▸ Input for this task
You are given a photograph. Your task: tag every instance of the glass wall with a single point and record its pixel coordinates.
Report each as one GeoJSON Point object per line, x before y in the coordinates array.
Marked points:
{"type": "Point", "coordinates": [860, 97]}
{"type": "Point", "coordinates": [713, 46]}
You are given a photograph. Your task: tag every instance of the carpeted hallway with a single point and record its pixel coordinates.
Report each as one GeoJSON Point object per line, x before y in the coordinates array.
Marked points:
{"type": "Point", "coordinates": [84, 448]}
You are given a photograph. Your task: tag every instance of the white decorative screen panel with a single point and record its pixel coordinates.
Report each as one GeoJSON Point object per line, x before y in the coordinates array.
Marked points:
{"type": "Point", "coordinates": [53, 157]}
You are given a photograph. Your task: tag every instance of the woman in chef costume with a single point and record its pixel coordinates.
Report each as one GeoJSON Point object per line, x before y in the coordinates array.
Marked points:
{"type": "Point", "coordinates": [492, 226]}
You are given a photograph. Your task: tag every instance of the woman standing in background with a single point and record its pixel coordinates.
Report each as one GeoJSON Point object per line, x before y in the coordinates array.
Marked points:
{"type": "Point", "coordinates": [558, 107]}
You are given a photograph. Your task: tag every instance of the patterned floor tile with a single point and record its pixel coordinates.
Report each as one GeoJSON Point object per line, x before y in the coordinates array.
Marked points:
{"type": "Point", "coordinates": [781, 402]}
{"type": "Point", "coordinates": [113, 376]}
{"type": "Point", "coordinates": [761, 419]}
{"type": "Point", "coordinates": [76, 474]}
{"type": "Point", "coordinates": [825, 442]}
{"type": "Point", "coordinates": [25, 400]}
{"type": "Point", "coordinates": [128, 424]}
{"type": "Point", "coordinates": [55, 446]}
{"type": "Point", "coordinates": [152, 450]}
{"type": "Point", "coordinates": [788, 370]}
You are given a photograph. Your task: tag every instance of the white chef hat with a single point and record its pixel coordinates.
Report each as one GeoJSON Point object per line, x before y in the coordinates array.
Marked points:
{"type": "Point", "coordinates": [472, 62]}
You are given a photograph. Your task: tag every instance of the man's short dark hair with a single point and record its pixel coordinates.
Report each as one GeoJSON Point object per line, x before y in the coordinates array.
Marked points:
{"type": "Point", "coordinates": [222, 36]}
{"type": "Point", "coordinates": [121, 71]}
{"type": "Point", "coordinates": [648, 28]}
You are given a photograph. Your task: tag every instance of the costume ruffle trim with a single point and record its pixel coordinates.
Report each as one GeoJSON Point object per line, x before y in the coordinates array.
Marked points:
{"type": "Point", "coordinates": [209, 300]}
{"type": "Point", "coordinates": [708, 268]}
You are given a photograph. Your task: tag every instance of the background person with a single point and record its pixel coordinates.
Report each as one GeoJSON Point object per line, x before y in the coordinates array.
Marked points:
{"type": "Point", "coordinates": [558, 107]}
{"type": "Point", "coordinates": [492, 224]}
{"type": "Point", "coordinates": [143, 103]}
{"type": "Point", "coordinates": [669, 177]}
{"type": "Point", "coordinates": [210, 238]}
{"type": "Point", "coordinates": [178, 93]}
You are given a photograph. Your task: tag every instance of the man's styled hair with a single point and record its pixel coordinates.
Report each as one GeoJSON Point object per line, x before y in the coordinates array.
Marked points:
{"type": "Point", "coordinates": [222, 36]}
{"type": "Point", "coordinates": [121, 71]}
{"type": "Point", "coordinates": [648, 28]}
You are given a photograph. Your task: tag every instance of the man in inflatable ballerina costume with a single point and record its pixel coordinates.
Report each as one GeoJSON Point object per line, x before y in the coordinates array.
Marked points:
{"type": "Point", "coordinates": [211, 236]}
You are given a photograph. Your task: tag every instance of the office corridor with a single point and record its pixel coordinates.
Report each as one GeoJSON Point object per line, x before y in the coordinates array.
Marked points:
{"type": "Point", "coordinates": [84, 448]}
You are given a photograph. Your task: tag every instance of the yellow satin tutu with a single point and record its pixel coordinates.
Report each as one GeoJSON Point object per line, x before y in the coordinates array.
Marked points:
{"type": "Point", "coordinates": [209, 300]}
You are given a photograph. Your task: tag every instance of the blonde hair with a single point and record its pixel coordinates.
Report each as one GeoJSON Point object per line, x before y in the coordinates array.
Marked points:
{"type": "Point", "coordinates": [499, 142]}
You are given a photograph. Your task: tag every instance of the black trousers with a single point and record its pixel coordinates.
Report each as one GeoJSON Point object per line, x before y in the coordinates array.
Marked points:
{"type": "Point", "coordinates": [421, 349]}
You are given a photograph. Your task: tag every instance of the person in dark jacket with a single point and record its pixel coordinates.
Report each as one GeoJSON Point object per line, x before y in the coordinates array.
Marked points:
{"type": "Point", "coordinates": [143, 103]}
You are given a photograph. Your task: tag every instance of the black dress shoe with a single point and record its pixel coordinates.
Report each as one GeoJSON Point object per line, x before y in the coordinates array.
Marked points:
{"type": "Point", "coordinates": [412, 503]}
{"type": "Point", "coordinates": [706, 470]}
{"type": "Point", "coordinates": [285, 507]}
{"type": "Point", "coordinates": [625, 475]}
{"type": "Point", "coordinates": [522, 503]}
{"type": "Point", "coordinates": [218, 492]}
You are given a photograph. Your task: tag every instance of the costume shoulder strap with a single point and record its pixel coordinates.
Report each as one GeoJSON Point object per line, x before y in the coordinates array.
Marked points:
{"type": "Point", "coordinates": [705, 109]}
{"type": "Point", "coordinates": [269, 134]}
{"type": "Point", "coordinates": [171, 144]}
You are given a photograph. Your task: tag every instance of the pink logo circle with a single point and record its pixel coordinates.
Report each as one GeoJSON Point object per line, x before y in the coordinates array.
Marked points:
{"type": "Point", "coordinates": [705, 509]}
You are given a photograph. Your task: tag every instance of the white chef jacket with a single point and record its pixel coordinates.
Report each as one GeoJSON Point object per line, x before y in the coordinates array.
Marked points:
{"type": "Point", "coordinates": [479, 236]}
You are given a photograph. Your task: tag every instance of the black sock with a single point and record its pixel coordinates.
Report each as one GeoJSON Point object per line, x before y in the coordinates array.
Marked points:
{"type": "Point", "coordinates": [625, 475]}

▸ Exercise aim
Whatever appears in the material must be set down again, word for word.

▸ Finished exercise
You are given a photograph. Your task: tag every instance of the glass wall with a single point and record its pixel coordinates.
Report each as one GeoJSON Point object per line, x before y in the coordinates array.
Marked points:
{"type": "Point", "coordinates": [860, 97]}
{"type": "Point", "coordinates": [713, 46]}
You are given a photograph. Your task: tag every instance of the carpeted hallway with a single point and record its pixel coordinates.
Report each as one GeoJSON Point object per line, x before y in the coordinates array.
Marked points:
{"type": "Point", "coordinates": [84, 448]}
You are given a photograph. Your task: tag every instance of the white decorative screen panel with a single point and record its pixel coordinates.
Report each as one GeoJSON Point object per line, x before y in the coordinates array.
Marked points:
{"type": "Point", "coordinates": [53, 157]}
You are given a photograph. Your task: tag every instance of the woman in chef costume with a single point and record its pixel coordinates.
Report each as one GeoJSON Point object per line, x before y in the coordinates array.
Marked points:
{"type": "Point", "coordinates": [492, 226]}
You are given a photograph. Your task: tag every instance of the woman standing in background with a single point and record its pixel coordinates.
Report each as one GeoJSON Point object per line, x before y in the coordinates array.
Marked points:
{"type": "Point", "coordinates": [558, 107]}
You are given a photograph. Your task: tag every instance of the patterned floor tile with a single point and record its pixel coordinates.
Report each as one GeoJSON Point object per line, x before y in the coordinates array.
Marked points:
{"type": "Point", "coordinates": [781, 402]}
{"type": "Point", "coordinates": [113, 376]}
{"type": "Point", "coordinates": [761, 419]}
{"type": "Point", "coordinates": [76, 474]}
{"type": "Point", "coordinates": [825, 442]}
{"type": "Point", "coordinates": [25, 400]}
{"type": "Point", "coordinates": [128, 424]}
{"type": "Point", "coordinates": [55, 446]}
{"type": "Point", "coordinates": [152, 450]}
{"type": "Point", "coordinates": [788, 370]}
You are given a photograph. Your task: tag every instance of the white chef hat with a single point and record its pixel coordinates.
Report each as one GeoJSON Point object per line, x before y in the coordinates array.
Marked points:
{"type": "Point", "coordinates": [472, 62]}
You are given a photograph. Your task: tag every instance of the man's short dark hair with a single point and record its pixel coordinates.
Report each as one GeoJSON Point object per line, x before y in the coordinates array.
Marked points:
{"type": "Point", "coordinates": [222, 36]}
{"type": "Point", "coordinates": [121, 71]}
{"type": "Point", "coordinates": [648, 28]}
You are given a photograph. Your task: tag every instance of the costume ruffle trim with a single point and record its pixel coordinates.
Report each as one GeoJSON Point object per line, x before y in the coordinates array.
Marked points:
{"type": "Point", "coordinates": [209, 300]}
{"type": "Point", "coordinates": [708, 268]}
You are given a photograph. Your task: tag every instance of the background person with a single point and record its pixel coordinates.
Report each as one GeoJSON Point object per line, x before y in the coordinates array.
Marked points:
{"type": "Point", "coordinates": [558, 107]}
{"type": "Point", "coordinates": [492, 224]}
{"type": "Point", "coordinates": [143, 103]}
{"type": "Point", "coordinates": [669, 177]}
{"type": "Point", "coordinates": [210, 238]}
{"type": "Point", "coordinates": [178, 93]}
You are given a photograph. Your task: tag every instance of the man's styled hair with a single point and record its pixel coordinates.
Report each as one GeoJSON Point object per line, x before y in the coordinates array.
Marked points:
{"type": "Point", "coordinates": [222, 36]}
{"type": "Point", "coordinates": [121, 71]}
{"type": "Point", "coordinates": [648, 28]}
You are given a photograph. Your task: tag every instance of the man in inflatable ballerina costume with a single point and record its pixel coordinates.
Report each as one GeoJSON Point object per line, x before y in the coordinates array.
Marked points:
{"type": "Point", "coordinates": [211, 236]}
You are given a photograph. Your task: tag every instance of the office corridor with a single point and record its pixel coordinates.
Report each as one GeoJSON Point object per line, x before y in the coordinates array.
Marked points:
{"type": "Point", "coordinates": [84, 448]}
You are given a photograph. Your task: tag every instance of the yellow satin tutu with a single point and record its pixel coordinates.
Report each as one GeoJSON Point object per line, x before y in the coordinates array.
Marked points:
{"type": "Point", "coordinates": [209, 300]}
You are given a photograph. Your task: tag every instance of the blonde hair with a single point and record its pixel coordinates.
Report each as one GeoJSON Point object per line, x before y in the coordinates array.
Marked points:
{"type": "Point", "coordinates": [499, 142]}
You are given a photograph. Your task: tag every instance of the black trousers with a single point and record its pixel coordinates.
Report each as one GeoJSON Point object per line, x before y in the coordinates array.
Marked points:
{"type": "Point", "coordinates": [421, 349]}
You are given a photograph. Your task: tag every instance of the person in dark jacket with a single point and record its pixel coordinates.
Report each as one GeoJSON Point object per line, x before y in the coordinates array.
Marked points:
{"type": "Point", "coordinates": [143, 103]}
You are given a photograph. Your task: tag every instance of the black dress shoe with a single point and record its pixel coordinates.
Report each as one GeoJSON Point object per line, x before y in the coordinates array.
Marked points:
{"type": "Point", "coordinates": [412, 503]}
{"type": "Point", "coordinates": [706, 470]}
{"type": "Point", "coordinates": [285, 507]}
{"type": "Point", "coordinates": [625, 475]}
{"type": "Point", "coordinates": [522, 503]}
{"type": "Point", "coordinates": [218, 492]}
You are given a photograph. Your task: tag every instance of the costume shoulder strap with a single point and record its pixel coordinates.
Report each as one GeoJSON Point object per line, x before y in the coordinates array.
Marked points:
{"type": "Point", "coordinates": [705, 109]}
{"type": "Point", "coordinates": [269, 134]}
{"type": "Point", "coordinates": [171, 144]}
You are given a photograph. Your task: tag every instance of the pink logo circle with a single point and record its pixel coordinates.
Report each as one GeoJSON Point object per line, x before y in the coordinates array.
Marked points:
{"type": "Point", "coordinates": [705, 509]}
You are given a photograph. Your task: tag every instance of the white chef jacket with a single point and record its pixel coordinates.
Report each as one GeoJSON Point object per line, x before y in the coordinates array.
Marked points:
{"type": "Point", "coordinates": [479, 236]}
You are given a photograph. Your task: tag every instance of the black sock with a single point and record its pixel coordinates.
Report each as one GeoJSON Point object per line, x before y in the coordinates array.
Marked points:
{"type": "Point", "coordinates": [625, 475]}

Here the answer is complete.